EXERCISE PROMPT: Render the items from the line containing "sea water --all-instances" through the end of the items as a two-column CSV with the columns text and answer. Give one row per item, with its text and its answer each in a single quoted field and every line break replaced by a space.

>> Start

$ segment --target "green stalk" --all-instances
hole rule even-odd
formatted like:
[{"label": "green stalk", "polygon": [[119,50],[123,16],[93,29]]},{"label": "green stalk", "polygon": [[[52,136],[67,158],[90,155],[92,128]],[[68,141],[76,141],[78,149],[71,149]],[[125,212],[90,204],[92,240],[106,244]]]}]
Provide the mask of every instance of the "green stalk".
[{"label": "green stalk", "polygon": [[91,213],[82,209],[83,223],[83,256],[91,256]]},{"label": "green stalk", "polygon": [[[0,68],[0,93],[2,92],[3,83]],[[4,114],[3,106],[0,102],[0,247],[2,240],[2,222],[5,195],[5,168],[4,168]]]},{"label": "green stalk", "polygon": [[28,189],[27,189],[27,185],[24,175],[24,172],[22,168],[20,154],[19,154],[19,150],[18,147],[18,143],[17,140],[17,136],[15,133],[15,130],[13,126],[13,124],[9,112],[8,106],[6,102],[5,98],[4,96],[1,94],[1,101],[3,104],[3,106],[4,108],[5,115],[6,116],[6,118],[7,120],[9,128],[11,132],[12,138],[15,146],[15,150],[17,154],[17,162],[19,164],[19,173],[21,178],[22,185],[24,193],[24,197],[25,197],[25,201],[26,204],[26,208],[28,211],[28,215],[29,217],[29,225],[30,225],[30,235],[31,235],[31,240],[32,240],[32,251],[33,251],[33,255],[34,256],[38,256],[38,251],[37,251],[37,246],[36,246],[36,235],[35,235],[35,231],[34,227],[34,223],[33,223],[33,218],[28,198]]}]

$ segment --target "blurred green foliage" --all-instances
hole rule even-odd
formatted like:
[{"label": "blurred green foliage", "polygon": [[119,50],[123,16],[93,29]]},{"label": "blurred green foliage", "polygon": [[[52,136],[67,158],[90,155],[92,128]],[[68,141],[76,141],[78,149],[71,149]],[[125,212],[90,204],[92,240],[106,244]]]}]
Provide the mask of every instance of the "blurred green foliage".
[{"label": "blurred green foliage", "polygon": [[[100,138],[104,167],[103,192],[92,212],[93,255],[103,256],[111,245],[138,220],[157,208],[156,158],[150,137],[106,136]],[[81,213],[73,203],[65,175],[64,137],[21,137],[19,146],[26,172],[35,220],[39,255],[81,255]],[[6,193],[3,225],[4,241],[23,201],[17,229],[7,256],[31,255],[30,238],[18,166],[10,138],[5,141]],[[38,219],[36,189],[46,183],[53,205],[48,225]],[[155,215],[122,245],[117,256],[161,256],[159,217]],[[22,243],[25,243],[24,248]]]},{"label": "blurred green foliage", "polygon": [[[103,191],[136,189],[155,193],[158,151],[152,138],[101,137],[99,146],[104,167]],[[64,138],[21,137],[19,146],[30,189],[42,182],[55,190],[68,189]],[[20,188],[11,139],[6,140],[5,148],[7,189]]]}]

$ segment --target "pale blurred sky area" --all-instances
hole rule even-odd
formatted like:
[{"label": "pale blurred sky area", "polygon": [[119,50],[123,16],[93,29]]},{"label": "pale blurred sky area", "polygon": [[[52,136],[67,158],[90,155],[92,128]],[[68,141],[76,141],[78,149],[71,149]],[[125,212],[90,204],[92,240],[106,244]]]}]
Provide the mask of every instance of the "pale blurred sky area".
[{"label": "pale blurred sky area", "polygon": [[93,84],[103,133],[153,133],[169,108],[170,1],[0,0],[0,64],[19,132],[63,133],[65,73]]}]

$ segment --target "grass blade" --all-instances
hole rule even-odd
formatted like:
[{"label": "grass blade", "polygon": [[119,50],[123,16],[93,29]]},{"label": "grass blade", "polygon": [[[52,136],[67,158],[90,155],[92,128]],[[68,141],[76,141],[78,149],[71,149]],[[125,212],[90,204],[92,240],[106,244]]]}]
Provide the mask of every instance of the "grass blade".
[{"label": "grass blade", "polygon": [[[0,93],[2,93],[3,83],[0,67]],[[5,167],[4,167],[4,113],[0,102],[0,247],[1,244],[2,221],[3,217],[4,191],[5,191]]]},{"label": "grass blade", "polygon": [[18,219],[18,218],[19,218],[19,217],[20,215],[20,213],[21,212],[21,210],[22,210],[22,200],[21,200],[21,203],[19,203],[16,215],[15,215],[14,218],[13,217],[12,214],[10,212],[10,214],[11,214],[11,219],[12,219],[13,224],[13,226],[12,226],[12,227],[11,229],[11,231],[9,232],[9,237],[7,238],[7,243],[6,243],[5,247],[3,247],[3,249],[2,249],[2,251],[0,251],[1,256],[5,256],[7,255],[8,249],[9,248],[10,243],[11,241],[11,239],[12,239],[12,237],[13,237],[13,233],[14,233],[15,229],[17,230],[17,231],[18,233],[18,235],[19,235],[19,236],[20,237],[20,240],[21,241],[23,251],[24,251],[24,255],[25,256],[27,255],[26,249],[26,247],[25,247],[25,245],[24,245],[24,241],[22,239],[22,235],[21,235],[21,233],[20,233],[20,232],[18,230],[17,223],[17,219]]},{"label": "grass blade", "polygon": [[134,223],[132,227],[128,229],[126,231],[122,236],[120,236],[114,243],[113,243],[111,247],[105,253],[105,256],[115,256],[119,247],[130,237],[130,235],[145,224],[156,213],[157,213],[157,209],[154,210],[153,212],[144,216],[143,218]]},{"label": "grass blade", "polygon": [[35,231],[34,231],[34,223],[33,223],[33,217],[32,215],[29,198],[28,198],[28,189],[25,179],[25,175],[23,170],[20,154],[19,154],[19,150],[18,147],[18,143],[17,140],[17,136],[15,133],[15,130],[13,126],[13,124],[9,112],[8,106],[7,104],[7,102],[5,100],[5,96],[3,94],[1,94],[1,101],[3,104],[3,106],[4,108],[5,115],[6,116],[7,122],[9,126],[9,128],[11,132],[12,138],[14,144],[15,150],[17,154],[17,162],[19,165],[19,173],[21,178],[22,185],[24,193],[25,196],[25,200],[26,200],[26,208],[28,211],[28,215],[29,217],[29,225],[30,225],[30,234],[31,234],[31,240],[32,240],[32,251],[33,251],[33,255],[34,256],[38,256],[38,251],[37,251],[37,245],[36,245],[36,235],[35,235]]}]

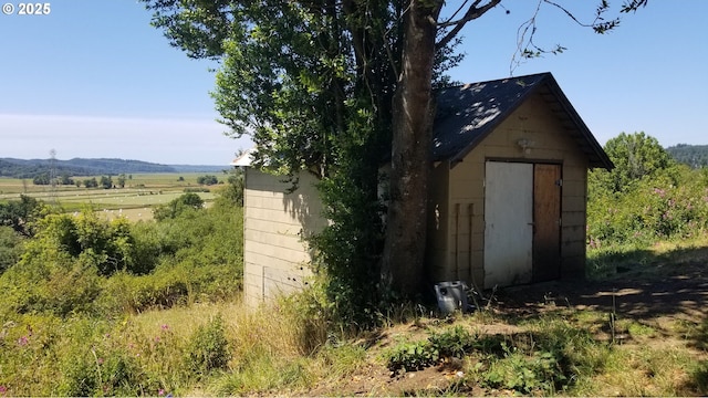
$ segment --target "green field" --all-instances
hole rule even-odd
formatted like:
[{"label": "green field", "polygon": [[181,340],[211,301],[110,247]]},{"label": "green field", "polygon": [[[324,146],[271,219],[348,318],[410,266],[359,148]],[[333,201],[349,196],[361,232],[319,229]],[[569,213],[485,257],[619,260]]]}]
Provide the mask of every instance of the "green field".
[{"label": "green field", "polygon": [[[126,179],[125,188],[77,188],[75,186],[35,186],[31,180],[0,178],[0,200],[19,199],[28,195],[48,203],[61,206],[65,211],[80,211],[90,206],[97,212],[113,219],[125,217],[128,220],[152,219],[152,208],[165,205],[179,197],[185,189],[207,188],[210,192],[197,192],[208,205],[214,200],[214,190],[219,186],[202,187],[197,184],[198,174],[138,174]],[[184,180],[179,180],[183,177]],[[221,176],[217,175],[217,178]],[[83,181],[92,177],[75,177]],[[101,179],[101,176],[96,176]],[[115,178],[114,178],[115,184]]]}]

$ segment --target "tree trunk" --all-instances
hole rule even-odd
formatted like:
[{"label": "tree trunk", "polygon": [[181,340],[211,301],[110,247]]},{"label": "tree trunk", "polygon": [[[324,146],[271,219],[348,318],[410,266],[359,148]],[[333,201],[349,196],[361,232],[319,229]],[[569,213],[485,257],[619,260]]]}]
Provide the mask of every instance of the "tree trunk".
[{"label": "tree trunk", "polygon": [[424,286],[433,140],[433,63],[441,1],[410,0],[405,13],[402,72],[393,103],[391,201],[383,285],[412,296]]}]

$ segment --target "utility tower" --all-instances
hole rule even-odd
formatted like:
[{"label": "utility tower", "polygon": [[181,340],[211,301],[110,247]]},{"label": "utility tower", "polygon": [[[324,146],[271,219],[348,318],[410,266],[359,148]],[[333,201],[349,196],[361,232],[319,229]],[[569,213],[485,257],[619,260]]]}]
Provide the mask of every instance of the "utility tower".
[{"label": "utility tower", "polygon": [[52,148],[49,151],[49,184],[51,189],[51,202],[56,205],[56,150]]}]

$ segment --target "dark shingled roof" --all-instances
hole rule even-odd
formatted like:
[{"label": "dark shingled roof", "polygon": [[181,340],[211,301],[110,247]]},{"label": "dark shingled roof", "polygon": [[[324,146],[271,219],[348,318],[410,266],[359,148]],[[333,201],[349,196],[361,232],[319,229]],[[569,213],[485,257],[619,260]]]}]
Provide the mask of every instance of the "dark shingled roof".
[{"label": "dark shingled roof", "polygon": [[590,167],[614,165],[561,91],[551,73],[509,77],[444,88],[437,95],[433,160],[465,158],[494,127],[530,95],[540,94],[555,116],[587,155]]}]

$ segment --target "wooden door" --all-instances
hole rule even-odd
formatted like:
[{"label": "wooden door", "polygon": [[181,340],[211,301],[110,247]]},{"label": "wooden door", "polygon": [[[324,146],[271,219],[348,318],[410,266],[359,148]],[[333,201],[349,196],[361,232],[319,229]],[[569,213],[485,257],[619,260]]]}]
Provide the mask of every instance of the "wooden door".
[{"label": "wooden door", "polygon": [[485,171],[485,287],[532,277],[533,165],[487,161]]},{"label": "wooden door", "polygon": [[561,166],[533,169],[533,282],[554,280],[561,270]]}]

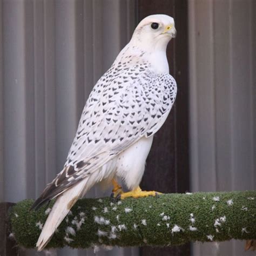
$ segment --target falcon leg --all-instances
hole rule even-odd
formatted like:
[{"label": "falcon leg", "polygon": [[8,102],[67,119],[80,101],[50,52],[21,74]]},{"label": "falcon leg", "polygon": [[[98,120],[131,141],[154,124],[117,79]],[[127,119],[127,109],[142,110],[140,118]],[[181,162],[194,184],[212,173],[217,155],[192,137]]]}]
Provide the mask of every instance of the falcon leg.
[{"label": "falcon leg", "polygon": [[121,194],[123,194],[124,192],[122,189],[121,186],[117,183],[116,179],[112,180],[112,184],[113,184],[113,188],[112,190],[112,194],[111,196],[111,198],[116,198],[118,197]]},{"label": "falcon leg", "polygon": [[121,194],[121,199],[124,199],[127,197],[138,198],[139,197],[145,197],[149,196],[154,197],[159,194],[162,194],[162,193],[156,191],[143,191],[142,188],[138,186],[131,191]]}]

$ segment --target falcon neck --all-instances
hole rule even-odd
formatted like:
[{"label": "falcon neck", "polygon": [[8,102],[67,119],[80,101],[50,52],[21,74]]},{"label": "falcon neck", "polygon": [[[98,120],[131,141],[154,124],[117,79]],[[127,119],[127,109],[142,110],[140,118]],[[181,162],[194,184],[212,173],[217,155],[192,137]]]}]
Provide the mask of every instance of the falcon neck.
[{"label": "falcon neck", "polygon": [[[140,47],[140,45],[134,45],[132,43],[132,41],[131,41],[121,51],[116,59],[117,62],[125,58],[125,56],[134,56],[134,59],[136,60],[136,63],[138,61],[149,63],[149,69],[152,72],[158,74],[169,73],[166,45],[165,47],[154,47],[150,50],[148,47]],[[131,63],[131,65],[134,64],[135,63]]]}]

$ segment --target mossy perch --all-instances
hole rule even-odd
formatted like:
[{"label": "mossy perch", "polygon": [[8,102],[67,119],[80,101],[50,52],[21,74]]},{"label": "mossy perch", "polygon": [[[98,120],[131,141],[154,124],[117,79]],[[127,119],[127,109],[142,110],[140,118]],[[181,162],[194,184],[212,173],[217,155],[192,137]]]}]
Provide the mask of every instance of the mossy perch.
[{"label": "mossy perch", "polygon": [[[11,230],[19,245],[35,247],[52,205],[29,212],[32,200],[15,205]],[[256,239],[256,191],[168,194],[158,197],[78,201],[48,248],[97,245],[179,245],[200,241]]]}]

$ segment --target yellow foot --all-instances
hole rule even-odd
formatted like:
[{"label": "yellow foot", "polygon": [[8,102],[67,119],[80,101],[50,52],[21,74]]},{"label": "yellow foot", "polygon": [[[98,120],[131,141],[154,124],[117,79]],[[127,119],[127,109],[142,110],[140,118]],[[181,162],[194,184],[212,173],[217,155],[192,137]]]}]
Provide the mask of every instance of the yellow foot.
[{"label": "yellow foot", "polygon": [[112,184],[113,184],[113,188],[112,190],[112,194],[111,194],[111,198],[116,198],[118,197],[118,196],[119,196],[121,194],[123,194],[124,192],[123,191],[122,189],[121,186],[118,184],[117,181],[115,179],[113,179],[112,180]]},{"label": "yellow foot", "polygon": [[131,191],[121,193],[121,199],[124,199],[127,197],[133,197],[133,198],[138,198],[139,197],[145,197],[151,196],[154,197],[162,193],[156,191],[143,191],[142,188],[138,186]]}]

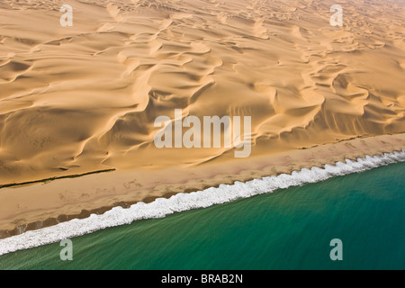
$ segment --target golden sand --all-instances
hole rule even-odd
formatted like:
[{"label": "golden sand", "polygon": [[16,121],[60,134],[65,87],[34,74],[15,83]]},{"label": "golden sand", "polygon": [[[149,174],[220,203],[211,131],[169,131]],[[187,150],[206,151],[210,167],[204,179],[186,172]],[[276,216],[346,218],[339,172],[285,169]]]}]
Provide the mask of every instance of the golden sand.
[{"label": "golden sand", "polygon": [[[329,23],[335,4],[342,27]],[[62,4],[72,27],[59,24]],[[115,171],[1,188],[0,230],[404,148],[404,9],[1,1],[0,186]],[[251,116],[251,157],[157,148],[154,121],[175,109]]]}]

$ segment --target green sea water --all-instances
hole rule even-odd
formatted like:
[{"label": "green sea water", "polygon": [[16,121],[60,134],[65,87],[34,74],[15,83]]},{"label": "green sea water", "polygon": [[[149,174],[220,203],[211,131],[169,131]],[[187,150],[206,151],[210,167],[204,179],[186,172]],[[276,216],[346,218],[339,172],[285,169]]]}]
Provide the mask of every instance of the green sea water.
[{"label": "green sea water", "polygon": [[[343,243],[332,261],[330,241]],[[0,256],[0,269],[405,269],[405,163]]]}]

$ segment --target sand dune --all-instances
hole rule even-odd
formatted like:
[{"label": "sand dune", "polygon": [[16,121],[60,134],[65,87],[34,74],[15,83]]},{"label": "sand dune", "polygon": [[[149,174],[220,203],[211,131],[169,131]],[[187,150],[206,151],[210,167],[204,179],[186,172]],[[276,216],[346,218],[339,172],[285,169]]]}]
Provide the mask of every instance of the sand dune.
[{"label": "sand dune", "polygon": [[175,109],[251,116],[253,158],[405,132],[404,2],[340,0],[332,27],[335,2],[2,1],[0,185],[238,161],[158,149]]}]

>> End

RESPONSE TO THE EXERCISE:
text,answer
"$ segment --target green sea water --all-instances hole rule even-odd formatted like: [{""label"": ""green sea water"", ""polygon"": [[16,121],[60,134],[65,87],[34,74],[15,83]]},{""label"": ""green sea water"", ""polygon"": [[[149,174],[220,203],[211,131],[169,131]],[[187,150],[206,151],[210,167],[204,179],[186,172]],[[276,216],[346,218],[339,172],[285,169]]]}] Provide the mask of every instance of the green sea water.","[{""label"": ""green sea water"", ""polygon"": [[[343,243],[332,261],[330,241]],[[0,256],[0,269],[405,269],[405,163]]]}]"
"$ segment --target sand dune --all-instances hole rule even-odd formatted like: [{""label"": ""sand dune"", ""polygon"": [[16,121],[60,134],[65,87],[34,74],[15,83]]},{""label"": ""sand dune"", ""polygon"": [[[149,174],[220,203],[211,131],[169,131]],[[187,150],[206,151],[210,167],[204,179],[186,172]],[[276,216],[346,218],[339,172],[285,169]]]}] Provide the mask of every instance of the sand dune.","[{""label"": ""sand dune"", ""polygon"": [[175,109],[251,116],[253,158],[405,132],[404,2],[340,0],[332,27],[335,2],[2,1],[0,185],[238,161],[158,149]]}]"